By Till Brauer (Photos by Jose Fussa)
The island of Puerto Rico is just a three- to four-hour flight from any major city on the East Coast. Yet it offers some of the most sensational blue marlin, inshore and offshore light tackle and fly fishing opportunities in the Caribbean. While some other destinations get a lot of exposure through their tourism bureaus, Puerto Rico’s fisheries have evolved mostly through word-of-mouth advertising, which has created a somewhat secret following among knowledgeable fishermen around the world.
Scenery and Sightseeing
Puerto Rico is also a territory of the United States and shares currency, commerce and military ties to the U.S; therefore, a passport is not necessary to enter Puerto Rico, making it a truly “no hassle” destination.
Rest assured that anglers coming into San Juan enjoy the comforts of fine hotels, casinos, restaurants and a vibrant nightlife. There are accommodations of every price range available, from quaint bed-and-breakfast hostels to luxurious suites.
Puerto Rico’s capital, San Juan, holds five centuries of colonial architecture, including the El Morro Fortress and San Juan Cathedral. Old San Juan is a jewel in the Caribbean, and visitors are well-advised to spend a few hours or a day walking through the cobblestone paved narrow streets, wondering what history happened there centuries ago.
As expected, Puerto Rico also boasts fine sand beaches and warm, clear water for snorkeling and scuba diving enthusiasts. Also, challenging golf courses, tennis, rappelling, zip lining and various other watersports and others are available throughout the island.
Puerto Rico is a spectacular island with diverse climate conditions, enabling for extreme changes in scenery and opportunities for sightseeing. The variety of beaches, mountains, deserts and rainforests make Puerto Rico a unique experience, with many activities for non-anglers too.
Fishing in Puerto Rico
Surrounded by water, the island of Puerto Rico and its main neighboring islands of Vieques and Culebra have fishing of all types, from largemouth and peacock bass in freshwater lakes and man-made reservoirs; to spectacular estuary fishing for tarpon, snook and jacks; to flats fishing for bonefish and permit; and to the largest gamefish in the world, blue marlin.
One of the advantages for anglers is the ability for them to fish offshore within sight of land. You will be fishing within two miles of the coast thanks to the deep waters of the Puerto Rico Trench.
Remarkably, the tarpon fishery, ranked among the best in the world, is also close to the hotels of the city. The world famous San Juan Estuary is actually located behind the San Juan International Airport and Isla Verde Beach. This enables you to catch a tarpon at sunrise and a marlin before lunch.
Boundless Blue Marlin
Puerto Rico is most famous for its impressive run of blue marlin of all sizes. In fact, the northern coast of Puerto Rico is also known as “Marlin Alley.” Marlin season runs from the month of June to the end of October. Puerto Rico’s sport fishermen release most blue marlin they catch and were pioneers in catch-and-release fishing in the early 1980s.
The possibility of a grander blue marlin is always there when you are fishing the North Coast. In fact, the longest-running blue marlin tournament in the world, The San Juan International Billfish Tournament, has been hosted by the classy Club Nautico de San Juan for over 60 years without interruption. This tournament continues to attract anglers from Europe and South Africa, and many have fished the tournament for decades.

(STORED ROWS):
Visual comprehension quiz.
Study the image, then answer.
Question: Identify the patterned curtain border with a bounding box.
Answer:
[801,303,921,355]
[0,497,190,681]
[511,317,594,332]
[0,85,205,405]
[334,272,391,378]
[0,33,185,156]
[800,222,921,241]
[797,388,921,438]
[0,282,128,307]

(WHAT TO DO): From the Puerto Rico fishing article, copy out the passage starting at "Scenery and Sightseeing" and ending at "there centuries ago.". The material has no connection to the Puerto Rico fishing article.

(RESULT OF THE TASK):
Scenery and Sightseeing
Puerto Rico is also a territory of the United States and shares currency, commerce and military ties to the U.S; therefore, a passport is not necessary to enter Puerto Rico, making it a truly “no hassle” destination.
Rest assured that anglers coming into San Juan enjoy the comforts of fine hotels, casinos, restaurants and a vibrant nightlife. There are accommodations of every price range available, from quaint bed-and-breakfast hostels to luxurious suites.
Puerto Rico’s capital, San Juan, holds five centuries of colonial architecture, including the El Morro Fortress and San Juan Cathedral. Old San Juan is a jewel in the Caribbean, and visitors are well-advised to spend a few hours or a day walking through the cobblestone paved narrow streets, wondering what history happened there centuries ago.